> [Stated exercise 1]:
In the LightDB description below, pull out the passage from "Overview: Record(=Key+Data)" up to and including "not be added.", copied word for word.

> [Excerpt provided]:

LightDB: B-tree based simple and fast database C/C++ API library
The LightDB is a simple and farst database C/C++ API library based on the B-Tree(not B+-Tree) indexing.
The B-Tree is a self-balancing search tree having multiple nodes that contain multiple records.
All records in B-Tree are stored in sorted order.
For more informations about B-Tree,refer to any other appropriate documentations.
LightDB file can be more than 2GB in size on both 32-bit and 64-bit operating systems.
This software has been tested on Windows-10(32-bit&64-bit) and Linux(32-bit CentOS-5 & 64-bit CentOS-7).
Overview: Record(=Key+Data)
To construct LightDB database file,records must be added to the file.
A record consists of key and data fields.
Record:
The key field is used for sorting and searching.
Every key in the database must be unique. Any record having the same key in the database can not be added.
The data field is for the user,and never used by LightDB in search mechanithm.
Array length and types of key and data are defined by the user.
To keep B-Tree be balanced,restructuring of the tree is sometimes performed after record addition or deletion that is somewhat time-consuming. For this reason,data-length should be as short as possible.

(Point labeling examples)
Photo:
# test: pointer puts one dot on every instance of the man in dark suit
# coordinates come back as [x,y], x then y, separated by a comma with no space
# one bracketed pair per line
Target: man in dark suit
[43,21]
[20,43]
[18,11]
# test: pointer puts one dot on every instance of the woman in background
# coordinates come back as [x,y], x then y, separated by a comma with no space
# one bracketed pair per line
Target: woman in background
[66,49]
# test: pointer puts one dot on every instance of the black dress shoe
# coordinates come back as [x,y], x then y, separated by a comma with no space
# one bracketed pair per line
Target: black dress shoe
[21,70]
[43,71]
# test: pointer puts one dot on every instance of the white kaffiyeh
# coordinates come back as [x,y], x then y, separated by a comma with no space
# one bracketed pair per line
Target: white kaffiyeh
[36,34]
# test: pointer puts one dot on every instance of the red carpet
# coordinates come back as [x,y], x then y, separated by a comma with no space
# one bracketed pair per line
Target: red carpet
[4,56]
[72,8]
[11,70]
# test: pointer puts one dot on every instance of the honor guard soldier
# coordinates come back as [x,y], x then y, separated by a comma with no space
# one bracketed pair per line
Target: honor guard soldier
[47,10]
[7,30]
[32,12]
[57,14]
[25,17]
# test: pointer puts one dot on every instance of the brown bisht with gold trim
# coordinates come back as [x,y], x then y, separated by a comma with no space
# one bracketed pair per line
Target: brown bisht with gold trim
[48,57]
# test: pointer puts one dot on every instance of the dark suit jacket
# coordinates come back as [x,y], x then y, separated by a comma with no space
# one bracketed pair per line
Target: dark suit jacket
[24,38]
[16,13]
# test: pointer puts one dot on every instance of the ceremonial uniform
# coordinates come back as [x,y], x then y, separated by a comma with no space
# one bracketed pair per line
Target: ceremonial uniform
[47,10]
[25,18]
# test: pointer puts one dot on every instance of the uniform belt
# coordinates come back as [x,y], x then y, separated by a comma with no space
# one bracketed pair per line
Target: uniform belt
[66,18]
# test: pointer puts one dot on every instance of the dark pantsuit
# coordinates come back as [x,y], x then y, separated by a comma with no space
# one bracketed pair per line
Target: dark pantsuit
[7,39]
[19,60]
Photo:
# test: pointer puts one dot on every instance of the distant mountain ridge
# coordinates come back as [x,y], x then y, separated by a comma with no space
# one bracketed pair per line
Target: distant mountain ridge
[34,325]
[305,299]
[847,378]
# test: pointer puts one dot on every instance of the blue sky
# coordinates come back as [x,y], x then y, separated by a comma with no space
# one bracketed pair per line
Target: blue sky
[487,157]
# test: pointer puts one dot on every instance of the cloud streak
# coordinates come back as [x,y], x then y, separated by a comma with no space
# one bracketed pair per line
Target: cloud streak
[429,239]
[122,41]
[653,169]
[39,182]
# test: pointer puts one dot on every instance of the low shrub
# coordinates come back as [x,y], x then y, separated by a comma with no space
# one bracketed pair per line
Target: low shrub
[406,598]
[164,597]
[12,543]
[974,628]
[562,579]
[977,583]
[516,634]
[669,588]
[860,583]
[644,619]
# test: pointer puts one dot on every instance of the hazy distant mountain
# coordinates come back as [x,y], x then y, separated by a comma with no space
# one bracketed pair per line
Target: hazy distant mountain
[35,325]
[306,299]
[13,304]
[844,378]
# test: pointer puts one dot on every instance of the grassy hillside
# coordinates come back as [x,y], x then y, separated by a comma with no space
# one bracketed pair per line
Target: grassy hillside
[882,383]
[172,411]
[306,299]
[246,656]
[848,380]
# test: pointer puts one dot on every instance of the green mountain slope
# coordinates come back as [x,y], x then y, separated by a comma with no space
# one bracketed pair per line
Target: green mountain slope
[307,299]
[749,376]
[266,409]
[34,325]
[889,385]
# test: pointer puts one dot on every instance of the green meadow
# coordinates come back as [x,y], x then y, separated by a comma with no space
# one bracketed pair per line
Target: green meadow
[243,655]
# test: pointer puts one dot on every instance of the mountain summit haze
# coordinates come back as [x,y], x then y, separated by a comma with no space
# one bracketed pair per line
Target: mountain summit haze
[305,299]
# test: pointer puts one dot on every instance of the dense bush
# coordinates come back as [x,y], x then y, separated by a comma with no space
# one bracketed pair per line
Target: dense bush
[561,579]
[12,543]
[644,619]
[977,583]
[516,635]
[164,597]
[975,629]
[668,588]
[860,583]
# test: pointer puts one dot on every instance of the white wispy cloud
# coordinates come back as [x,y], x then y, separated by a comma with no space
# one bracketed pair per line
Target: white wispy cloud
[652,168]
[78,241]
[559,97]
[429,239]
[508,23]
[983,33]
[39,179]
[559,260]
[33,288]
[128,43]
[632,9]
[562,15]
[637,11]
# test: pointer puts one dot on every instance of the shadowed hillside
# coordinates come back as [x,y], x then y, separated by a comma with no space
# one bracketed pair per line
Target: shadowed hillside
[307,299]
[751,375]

> [Stated exercise 2]:
How many lines in the entries above contain the string "shoe"? Reply with the number only.

> [Finished answer 1]:
Overview: Record(=Key+Data)
To construct LightDB database file,records must be added to the file.
A record consists of key and data fields.
Record:
The key field is used for sorting and searching.
Every key in the database must be unique. Any record having the same key in the database can not be added.

> [Finished answer 2]:
2